## What you are asked to do
Copy the lines running from the line containing "Where can the rocky cliff" up to and including the line containing "pixel 736 629", reproducing each one verbatim.

## Working data
* * * * * * * * *

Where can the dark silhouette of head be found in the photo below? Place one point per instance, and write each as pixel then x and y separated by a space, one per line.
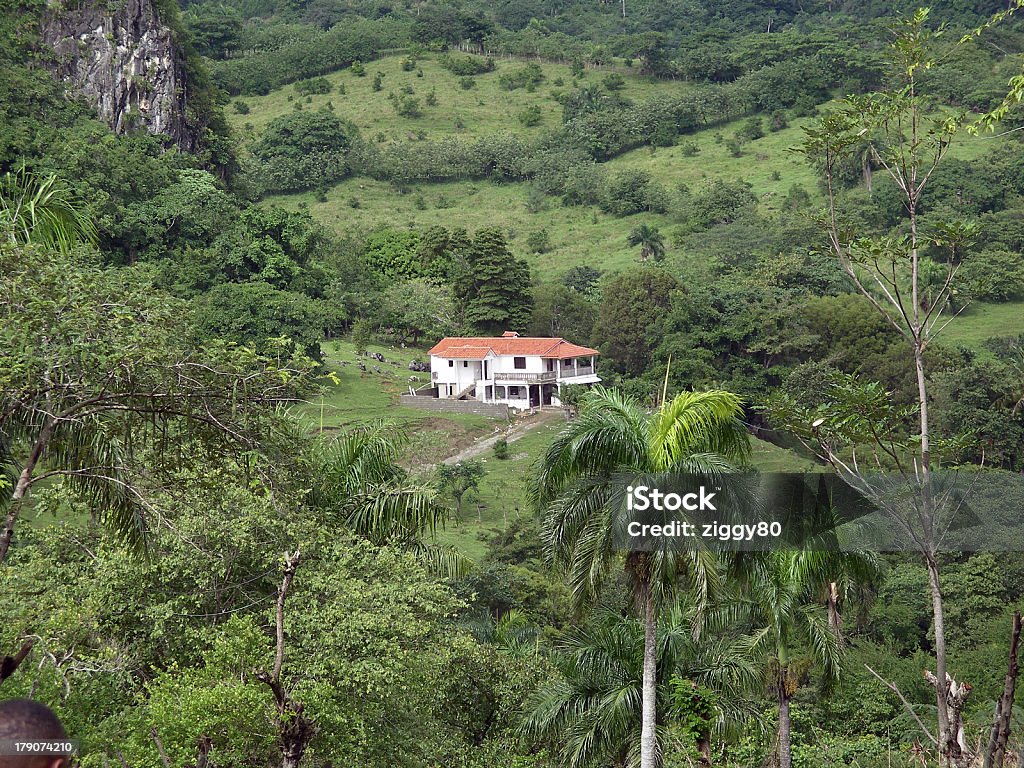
pixel 23 719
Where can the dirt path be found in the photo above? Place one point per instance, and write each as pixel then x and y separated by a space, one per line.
pixel 517 430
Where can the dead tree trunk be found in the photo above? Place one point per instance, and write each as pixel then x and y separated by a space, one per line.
pixel 952 742
pixel 9 665
pixel 1000 726
pixel 295 730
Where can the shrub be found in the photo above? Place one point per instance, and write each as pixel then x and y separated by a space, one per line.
pixel 530 117
pixel 528 77
pixel 539 242
pixel 632 192
pixel 408 107
pixel 993 275
pixel 299 151
pixel 501 449
pixel 751 130
pixel 313 85
pixel 466 65
pixel 613 82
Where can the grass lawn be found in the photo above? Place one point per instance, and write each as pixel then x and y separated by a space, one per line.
pixel 503 494
pixel 578 235
pixel 982 321
pixel 483 110
pixel 363 397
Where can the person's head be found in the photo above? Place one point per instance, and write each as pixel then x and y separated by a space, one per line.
pixel 20 718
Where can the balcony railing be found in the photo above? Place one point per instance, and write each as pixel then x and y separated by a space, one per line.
pixel 539 377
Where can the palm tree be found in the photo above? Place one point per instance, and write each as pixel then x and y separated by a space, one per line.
pixel 591 712
pixel 356 478
pixel 42 211
pixel 650 241
pixel 791 630
pixel 580 503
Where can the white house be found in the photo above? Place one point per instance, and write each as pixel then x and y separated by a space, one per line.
pixel 523 372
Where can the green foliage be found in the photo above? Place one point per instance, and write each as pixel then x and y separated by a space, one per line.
pixel 650 241
pixel 632 303
pixel 539 242
pixel 311 86
pixel 530 117
pixel 633 192
pixel 121 347
pixel 993 275
pixel 298 152
pixel 257 313
pixel 459 479
pixel 501 449
pixel 720 202
pixel 492 286
pixel 466 66
pixel 612 82
pixel 527 77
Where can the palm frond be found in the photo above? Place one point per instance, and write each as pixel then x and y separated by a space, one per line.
pixel 698 423
pixel 42 211
pixel 442 560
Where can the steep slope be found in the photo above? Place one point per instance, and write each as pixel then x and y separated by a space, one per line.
pixel 123 57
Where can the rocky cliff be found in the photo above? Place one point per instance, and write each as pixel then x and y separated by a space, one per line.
pixel 125 61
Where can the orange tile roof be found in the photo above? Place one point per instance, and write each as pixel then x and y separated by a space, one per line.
pixel 476 347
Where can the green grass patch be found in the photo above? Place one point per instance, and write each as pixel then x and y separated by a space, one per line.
pixel 982 321
pixel 578 235
pixel 361 397
pixel 483 110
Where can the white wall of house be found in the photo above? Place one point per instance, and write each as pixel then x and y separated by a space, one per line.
pixel 453 376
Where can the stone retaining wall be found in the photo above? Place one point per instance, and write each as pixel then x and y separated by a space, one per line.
pixel 495 410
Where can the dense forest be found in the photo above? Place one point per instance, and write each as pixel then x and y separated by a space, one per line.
pixel 793 230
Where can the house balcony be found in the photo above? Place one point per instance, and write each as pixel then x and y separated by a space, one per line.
pixel 539 377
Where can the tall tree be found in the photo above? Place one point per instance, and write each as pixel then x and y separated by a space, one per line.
pixel 102 379
pixel 357 481
pixel 580 503
pixel 791 629
pixel 493 287
pixel 592 711
pixel 650 241
pixel 908 140
pixel 42 211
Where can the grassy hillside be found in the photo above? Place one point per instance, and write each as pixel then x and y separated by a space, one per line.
pixel 578 235
pixel 363 397
pixel 482 110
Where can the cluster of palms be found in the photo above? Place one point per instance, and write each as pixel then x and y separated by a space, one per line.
pixel 736 629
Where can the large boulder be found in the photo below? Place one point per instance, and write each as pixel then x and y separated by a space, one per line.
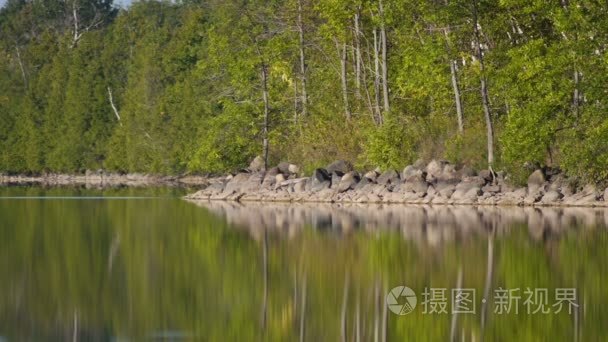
pixel 284 168
pixel 236 183
pixel 339 165
pixel 336 176
pixel 409 171
pixel 388 177
pixel 587 196
pixel 434 169
pixel 294 169
pixel 371 175
pixel 551 197
pixel 320 180
pixel 416 184
pixel 348 181
pixel 536 181
pixel 257 164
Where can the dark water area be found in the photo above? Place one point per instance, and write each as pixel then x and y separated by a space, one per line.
pixel 137 264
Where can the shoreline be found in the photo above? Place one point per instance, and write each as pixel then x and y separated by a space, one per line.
pixel 100 179
pixel 437 183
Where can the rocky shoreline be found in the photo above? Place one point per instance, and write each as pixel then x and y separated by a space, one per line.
pixel 435 183
pixel 103 179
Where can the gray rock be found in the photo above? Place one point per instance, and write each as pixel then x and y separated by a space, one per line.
pixel 435 168
pixel 283 167
pixel 466 171
pixel 536 181
pixel 293 169
pixel 487 175
pixel 235 184
pixel 371 175
pixel 588 195
pixel 320 175
pixel 415 184
pixel 257 164
pixel 279 178
pixel 363 184
pixel 388 177
pixel 300 186
pixel 491 188
pixel 339 165
pixel 348 181
pixel 320 180
pixel 336 176
pixel 419 164
pixel 551 196
pixel 409 171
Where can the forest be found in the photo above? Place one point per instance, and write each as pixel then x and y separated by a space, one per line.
pixel 203 86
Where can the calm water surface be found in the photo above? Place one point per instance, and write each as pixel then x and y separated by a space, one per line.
pixel 143 264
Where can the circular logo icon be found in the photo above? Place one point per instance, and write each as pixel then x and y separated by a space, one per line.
pixel 401 300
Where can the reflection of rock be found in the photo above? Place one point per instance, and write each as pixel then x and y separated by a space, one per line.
pixel 424 224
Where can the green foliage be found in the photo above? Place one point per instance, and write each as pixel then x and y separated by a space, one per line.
pixel 186 81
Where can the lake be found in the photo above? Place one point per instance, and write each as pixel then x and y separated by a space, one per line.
pixel 137 264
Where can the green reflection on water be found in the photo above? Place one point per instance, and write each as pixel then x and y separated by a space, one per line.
pixel 163 268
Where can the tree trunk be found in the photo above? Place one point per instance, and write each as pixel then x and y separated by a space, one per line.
pixel 455 86
pixel 266 112
pixel 484 89
pixel 344 80
pixel 454 324
pixel 488 284
pixel 303 311
pixel 303 78
pixel 357 54
pixel 457 96
pixel 344 307
pixel 385 88
pixel 21 67
pixel 377 74
pixel 265 275
pixel 110 97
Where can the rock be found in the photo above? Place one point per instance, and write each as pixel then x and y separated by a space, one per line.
pixel 320 180
pixel 363 184
pixel 388 177
pixel 588 195
pixel 491 188
pixel 300 186
pixel 348 181
pixel 320 175
pixel 257 164
pixel 550 197
pixel 293 169
pixel 469 186
pixel 371 175
pixel 279 178
pixel 283 167
pixel 416 184
pixel 487 175
pixel 236 182
pixel 466 171
pixel 335 179
pixel 435 168
pixel 409 171
pixel 536 181
pixel 515 197
pixel 339 165
pixel 419 164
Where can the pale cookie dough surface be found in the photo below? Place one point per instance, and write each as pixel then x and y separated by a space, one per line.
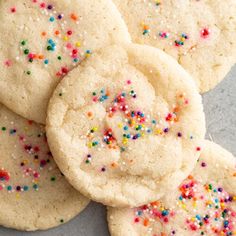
pixel 200 35
pixel 125 126
pixel 33 192
pixel 41 41
pixel 204 203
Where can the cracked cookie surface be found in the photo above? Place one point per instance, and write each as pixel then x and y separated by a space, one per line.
pixel 200 35
pixel 34 195
pixel 41 41
pixel 204 203
pixel 126 126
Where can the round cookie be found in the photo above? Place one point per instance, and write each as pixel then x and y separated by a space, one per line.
pixel 204 204
pixel 33 193
pixel 200 35
pixel 125 126
pixel 41 41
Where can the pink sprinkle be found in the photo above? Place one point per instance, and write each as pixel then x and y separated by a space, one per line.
pixel 205 33
pixel 8 63
pixel 43 5
pixel 13 10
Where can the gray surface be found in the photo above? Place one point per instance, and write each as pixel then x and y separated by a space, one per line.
pixel 220 109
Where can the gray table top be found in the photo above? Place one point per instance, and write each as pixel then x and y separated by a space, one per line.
pixel 220 109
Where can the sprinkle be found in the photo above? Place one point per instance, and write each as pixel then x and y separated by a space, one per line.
pixel 13 9
pixel 205 33
pixel 51 19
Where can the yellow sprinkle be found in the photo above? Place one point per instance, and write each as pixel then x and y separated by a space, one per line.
pixel 125 140
pixel 77 44
pixel 158 131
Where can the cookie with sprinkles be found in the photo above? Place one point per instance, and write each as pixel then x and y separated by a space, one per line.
pixel 33 192
pixel 199 34
pixel 42 40
pixel 126 125
pixel 204 204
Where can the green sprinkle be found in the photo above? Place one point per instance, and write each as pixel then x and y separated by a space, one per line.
pixel 23 42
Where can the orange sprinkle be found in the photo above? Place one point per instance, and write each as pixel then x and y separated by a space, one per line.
pixel 57 32
pixel 156 203
pixel 40 56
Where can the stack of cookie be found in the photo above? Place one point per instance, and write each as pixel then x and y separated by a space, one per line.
pixel 124 120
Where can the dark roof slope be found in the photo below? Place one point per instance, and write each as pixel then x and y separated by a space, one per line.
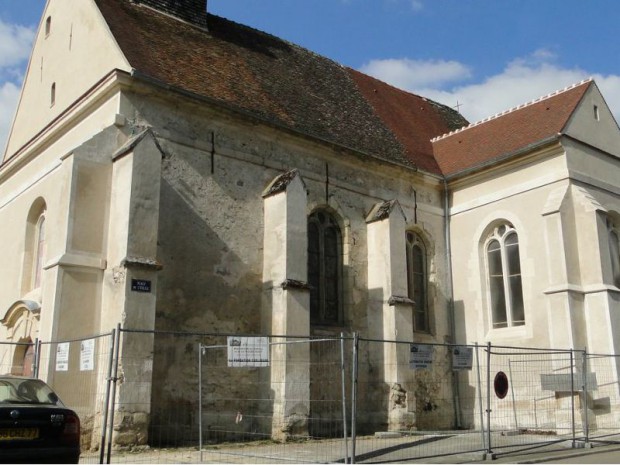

* * * * * * * * *

## Full response
Where can the rocky cliff be found in the photo above? Place one point per instance, and write each as pixel then x and y separated by a space, one per line.
pixel 125 61
Where can the orange tile roof be found in the photo above? Place one point per instance, and write each as pixel then x and y separated by a space, one per line.
pixel 476 347
Where can the green grass patch be found in the photo above? Place one point per instance, and write each as pixel then x and y separated by a space, one per line.
pixel 982 321
pixel 578 235
pixel 361 397
pixel 483 110
Where can the white wall of house be found in the photo above? Place one point per instance, and write each as pixel then x and y separated by a space, one per line.
pixel 453 376
Where can the stone retaining wall be found in the photo above? Place one point per instance, and write each as pixel then x and y separated by a space, one per line.
pixel 495 410
Where can the dense forest be found in the photo above? Place one point per instance, and write each as pixel then x and y separated by a space, one per line.
pixel 793 230
Where can the house balcony be found in the photo above? Place one point per instance, and write each as pixel then x and y separated by a space, one per line.
pixel 539 377
Where can the tall tree be found in the photo above? Place one point per instance, and write each as pixel then x and y separated by a space, one per line.
pixel 102 379
pixel 357 481
pixel 580 503
pixel 791 629
pixel 493 287
pixel 592 711
pixel 650 241
pixel 908 140
pixel 42 211
Where can the grassy hillside be found in the photo above? Place one point per instance, and write each as pixel then x and y separated by a space, one per line.
pixel 578 235
pixel 363 397
pixel 482 110
Where can the cluster of palms be found in the photo above? Place one point per instance, and write each as pixel then x and y separated by a space, one per line.
pixel 736 629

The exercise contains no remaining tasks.